• **Quoted passage**:
========================================

In another study, researchers with Florida Atlantic University and Florida International University found the housing markets in Spokane and Boise were among the most overpriced.
According to Redfin, Coeur d'Alene home prices were up 40.3% in April compared to last year, selling for a median price of $675,000. On average, homes in Coeur d'Alene sell after five days on the market compared to six days last year, Redfin reported. There were 88 homes sold in April this year, down from 106 last year.
Coeur d’Alene Councilman Dan Gookin said Thursday that the battle for affordable housing in the city has been lost.
Oakland said previous mortgage interest rates in the 3% range put higher-priced homes within reach of more buyers, but inflation changes all that.
The latest rates near 5.5% have pushed a large pool of those potential buyers out of the market.
“I think we're seeing some push back on pricing,” Oakland said.
According to the Coeur d’Alene Regional Realtors, the median home price in Kootenai County was $549,950 in April, up nearly 25% from the previous year.
Just six months ago, in December, the median price of a Kootenai County home was $480,000.
Lindsay Allen, president of the Coeur d'Alene Regional Realtors, said interest rates are having the biggest impact on the housing market.
"It cuts more people out, especially in the affordable price range," she said.
Oakland said there is still buying power out there and there are still multiple offers on some homes. But those cases tend to be in niche markets, like downtown Coeur d’Alene or around Lake Coeur d’Alene.
And inventory is growing.
According to the Coeur d’Alene Regional Realtors, there were 160 homes on the market in Kootenai County in January. In February, it was 192. In March, 289, in April, 441. May numbers were not available on Friday.
“It is impossible to underprice a house,” Oakland said. “It’s super easy to overprice it.”
Oakland expects to see less competition for new inventory coming on the market.
He said he doe not believe there will be a major downturn in the housing market, "but maybe slight price adjustments with more choices for buyers and longer market times."

========================================

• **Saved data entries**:

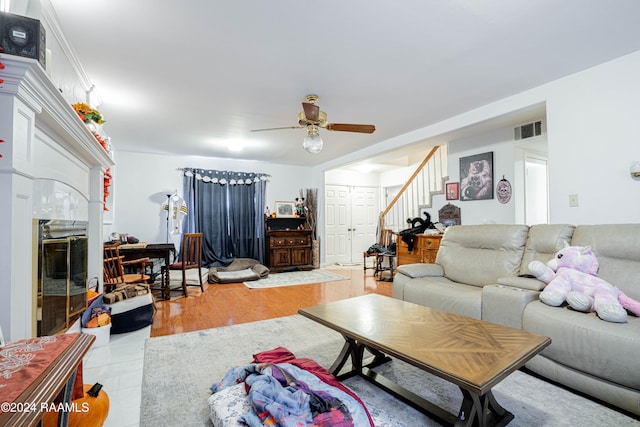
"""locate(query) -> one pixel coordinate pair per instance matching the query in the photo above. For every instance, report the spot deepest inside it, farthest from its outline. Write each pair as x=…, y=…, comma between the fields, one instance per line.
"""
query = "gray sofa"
x=480, y=272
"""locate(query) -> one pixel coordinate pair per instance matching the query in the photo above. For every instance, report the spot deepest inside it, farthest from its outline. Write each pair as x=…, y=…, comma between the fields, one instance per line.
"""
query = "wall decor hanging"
x=476, y=177
x=451, y=190
x=503, y=190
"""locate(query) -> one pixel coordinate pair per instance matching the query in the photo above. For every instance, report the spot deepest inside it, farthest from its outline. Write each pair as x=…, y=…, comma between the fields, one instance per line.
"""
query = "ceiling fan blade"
x=311, y=111
x=286, y=127
x=345, y=127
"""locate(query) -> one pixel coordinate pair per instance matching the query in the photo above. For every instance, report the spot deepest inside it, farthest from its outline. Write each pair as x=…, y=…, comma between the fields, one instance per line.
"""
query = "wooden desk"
x=56, y=379
x=425, y=249
x=164, y=251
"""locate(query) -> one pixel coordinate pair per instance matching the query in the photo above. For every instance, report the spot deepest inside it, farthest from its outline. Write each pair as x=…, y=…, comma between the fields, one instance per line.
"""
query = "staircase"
x=417, y=193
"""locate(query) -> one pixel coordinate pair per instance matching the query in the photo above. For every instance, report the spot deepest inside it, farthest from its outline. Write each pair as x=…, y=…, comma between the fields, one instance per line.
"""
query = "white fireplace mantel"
x=43, y=140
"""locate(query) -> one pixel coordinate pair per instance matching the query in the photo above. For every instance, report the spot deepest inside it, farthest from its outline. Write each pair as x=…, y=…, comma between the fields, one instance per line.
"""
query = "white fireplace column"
x=44, y=140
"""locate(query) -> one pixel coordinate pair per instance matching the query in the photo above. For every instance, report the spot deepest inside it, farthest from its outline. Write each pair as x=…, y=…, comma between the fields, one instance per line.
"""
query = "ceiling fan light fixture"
x=312, y=141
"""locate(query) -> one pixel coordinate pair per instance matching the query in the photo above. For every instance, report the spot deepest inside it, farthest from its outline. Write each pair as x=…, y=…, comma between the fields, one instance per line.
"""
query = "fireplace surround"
x=52, y=168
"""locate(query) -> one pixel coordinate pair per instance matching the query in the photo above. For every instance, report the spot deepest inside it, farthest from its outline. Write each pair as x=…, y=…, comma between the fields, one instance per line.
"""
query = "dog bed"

========================================

• **Written task 1**: Translate this sentence from the article on the Coeur d'Alene housing market into Spanish: "Oakland expects to see less competition for new inventory coming on the market."
• **Written task 2**: Edit the article on the Coeur d'Alene housing market from "Just six months" up to and including "available on Friday.", replacing "inventory" with "supply".
• **Written task 3**: According to the article on the Coeur d'Alene housing market, why are current mortgage rates affecting who can buy a home? Answer in one to three sentences.

• **Exercise response 1**: Oakland prevé que habrá menos competencia por el nuevo inventario que salga al mercado.

• **Exercise response 2**:
Just six months ago, in December, the median price of a Kootenai County home was $480,000.
Lindsay Allen, president of the Coeur d'Alene Regional Realtors, said interest rates are having the biggest impact on the housing market.
"It cuts more people out, especially in the affordable price range," she said.
Oakland said there is still buying power out there and there are still multiple offers on some homes. But those cases tend to be in niche markets, like downtown Coeur d’Alene or around Lake Coeur d’Alene.
And supply is growing.
According to the Coeur d’Alene Regional Realtors, there were 160 homes on the market in Kootenai County in January. In February, it was 192. In March, 289, in April, 441. May numbers were not available on Friday.

• **Exercise response 3**: Oakland said that earlier mortgage interest rates in the 3% range put higher-priced homes within reach of more buyers, but inflation has changed that. The latest rates near 5.5% have pushed a large pool of those potential buyers out of the market.